» Records for the exercise
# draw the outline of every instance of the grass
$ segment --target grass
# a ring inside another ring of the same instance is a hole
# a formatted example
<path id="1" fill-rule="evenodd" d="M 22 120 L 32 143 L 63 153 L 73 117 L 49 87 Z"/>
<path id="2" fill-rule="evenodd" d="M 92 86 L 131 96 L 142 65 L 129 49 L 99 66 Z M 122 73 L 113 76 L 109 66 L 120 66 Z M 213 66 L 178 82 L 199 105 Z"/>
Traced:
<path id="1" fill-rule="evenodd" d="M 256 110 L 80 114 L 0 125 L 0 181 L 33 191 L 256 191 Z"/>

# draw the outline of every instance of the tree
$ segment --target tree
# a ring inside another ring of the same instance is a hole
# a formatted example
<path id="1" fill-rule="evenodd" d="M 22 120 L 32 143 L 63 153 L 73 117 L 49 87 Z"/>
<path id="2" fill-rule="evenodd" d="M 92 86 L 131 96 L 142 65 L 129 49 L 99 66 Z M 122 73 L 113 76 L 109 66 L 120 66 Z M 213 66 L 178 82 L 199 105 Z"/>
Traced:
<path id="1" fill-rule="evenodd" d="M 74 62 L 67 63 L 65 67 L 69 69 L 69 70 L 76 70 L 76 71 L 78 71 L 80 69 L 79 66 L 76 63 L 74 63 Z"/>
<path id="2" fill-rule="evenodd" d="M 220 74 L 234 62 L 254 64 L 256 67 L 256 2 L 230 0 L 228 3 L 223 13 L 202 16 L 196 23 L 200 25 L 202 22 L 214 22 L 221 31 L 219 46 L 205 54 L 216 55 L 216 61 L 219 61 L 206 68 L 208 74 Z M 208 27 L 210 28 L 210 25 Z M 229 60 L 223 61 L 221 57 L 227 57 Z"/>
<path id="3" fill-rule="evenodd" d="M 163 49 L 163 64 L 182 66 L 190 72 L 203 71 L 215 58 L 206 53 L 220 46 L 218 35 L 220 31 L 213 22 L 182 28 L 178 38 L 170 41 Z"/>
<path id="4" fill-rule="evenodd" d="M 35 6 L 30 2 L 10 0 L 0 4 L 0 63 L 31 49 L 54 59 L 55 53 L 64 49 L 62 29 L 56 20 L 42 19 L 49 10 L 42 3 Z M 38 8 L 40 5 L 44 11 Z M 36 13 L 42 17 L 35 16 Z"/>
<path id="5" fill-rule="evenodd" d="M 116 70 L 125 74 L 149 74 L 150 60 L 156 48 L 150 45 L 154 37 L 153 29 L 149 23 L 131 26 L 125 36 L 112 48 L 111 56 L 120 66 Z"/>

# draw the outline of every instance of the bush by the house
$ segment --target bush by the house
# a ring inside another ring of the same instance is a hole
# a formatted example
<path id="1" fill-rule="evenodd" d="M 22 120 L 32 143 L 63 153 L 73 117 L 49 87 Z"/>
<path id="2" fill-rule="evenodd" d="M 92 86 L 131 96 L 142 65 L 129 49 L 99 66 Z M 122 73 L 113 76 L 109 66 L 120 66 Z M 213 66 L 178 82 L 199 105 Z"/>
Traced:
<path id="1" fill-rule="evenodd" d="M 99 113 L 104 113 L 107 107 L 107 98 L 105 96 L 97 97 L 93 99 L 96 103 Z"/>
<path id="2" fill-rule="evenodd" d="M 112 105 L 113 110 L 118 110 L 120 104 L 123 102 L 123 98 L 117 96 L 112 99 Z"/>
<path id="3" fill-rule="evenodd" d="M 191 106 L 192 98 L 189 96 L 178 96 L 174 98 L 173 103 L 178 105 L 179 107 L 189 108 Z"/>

» The exercise
Reproduce all of the data above, line for line and without any change.

» Correct output
# draw the outline of every instance of the grass
$ segment --target grass
# a ring inside another ring of the same instance is a hole
# a formatted example
<path id="1" fill-rule="evenodd" d="M 22 120 L 32 143 L 63 153 L 73 117 L 49 87 Z"/>
<path id="2" fill-rule="evenodd" d="M 92 86 L 131 96 L 142 65 L 129 49 L 99 66 Z M 122 73 L 113 76 L 109 66 L 120 66 Z M 213 66 L 178 82 L 199 105 Z"/>
Traced:
<path id="1" fill-rule="evenodd" d="M 256 110 L 80 114 L 0 125 L 0 181 L 33 191 L 256 191 Z"/>

# draw the outline of every instance of the tree
$ segment --target tree
# a ring inside another ring of the same instance is a hole
# a formatted example
<path id="1" fill-rule="evenodd" d="M 22 120 L 32 143 L 63 153 L 73 117 L 49 87 Z"/>
<path id="2" fill-rule="evenodd" d="M 92 86 L 131 96 L 142 65 L 129 49 L 99 66 Z M 122 73 L 113 76 L 109 66 L 120 66 Z M 213 66 L 178 82 L 199 105 Z"/>
Traced:
<path id="1" fill-rule="evenodd" d="M 74 62 L 67 63 L 65 67 L 69 69 L 69 70 L 76 70 L 76 71 L 78 71 L 80 69 L 79 66 L 76 63 L 74 63 Z"/>
<path id="2" fill-rule="evenodd" d="M 220 74 L 234 62 L 254 64 L 256 67 L 256 2 L 230 0 L 228 3 L 223 13 L 202 16 L 196 23 L 200 25 L 202 22 L 214 22 L 221 31 L 219 46 L 205 54 L 216 55 L 216 61 L 219 61 L 206 68 L 208 74 Z M 208 27 L 210 28 L 210 25 Z M 229 60 L 223 61 L 221 57 L 227 57 Z"/>
<path id="3" fill-rule="evenodd" d="M 163 49 L 163 64 L 182 66 L 190 72 L 203 71 L 215 58 L 206 53 L 220 46 L 218 35 L 220 31 L 213 22 L 182 28 L 178 38 L 170 41 Z"/>
<path id="4" fill-rule="evenodd" d="M 35 6 L 30 2 L 10 0 L 0 4 L 0 63 L 31 49 L 54 59 L 55 53 L 64 49 L 62 29 L 56 20 L 42 19 L 49 10 L 42 3 Z M 38 8 L 40 5 L 44 11 Z M 36 13 L 42 17 L 35 16 Z"/>
<path id="5" fill-rule="evenodd" d="M 116 70 L 125 74 L 149 74 L 150 60 L 156 48 L 150 45 L 154 37 L 153 29 L 149 23 L 131 26 L 125 36 L 112 48 L 111 56 L 120 66 Z"/>

# draw the outline of every instance of the bush by the house
$ segment --target bush by the house
# a ring inside another ring of the same instance is a hole
# a formatted example
<path id="1" fill-rule="evenodd" d="M 22 120 L 32 143 L 63 153 L 73 117 L 49 87 Z"/>
<path id="2" fill-rule="evenodd" d="M 92 86 L 131 96 L 142 65 L 129 49 L 99 66 Z M 122 73 L 113 76 L 109 66 L 120 66 Z M 213 66 L 178 82 L 199 105 Z"/>
Traced:
<path id="1" fill-rule="evenodd" d="M 99 113 L 104 113 L 107 107 L 107 98 L 105 96 L 97 97 L 93 99 L 96 103 Z"/>
<path id="2" fill-rule="evenodd" d="M 112 105 L 113 110 L 118 110 L 120 104 L 123 102 L 123 98 L 117 96 L 112 99 Z"/>
<path id="3" fill-rule="evenodd" d="M 191 106 L 192 98 L 189 96 L 178 96 L 174 98 L 173 103 L 178 105 L 179 107 L 189 108 Z"/>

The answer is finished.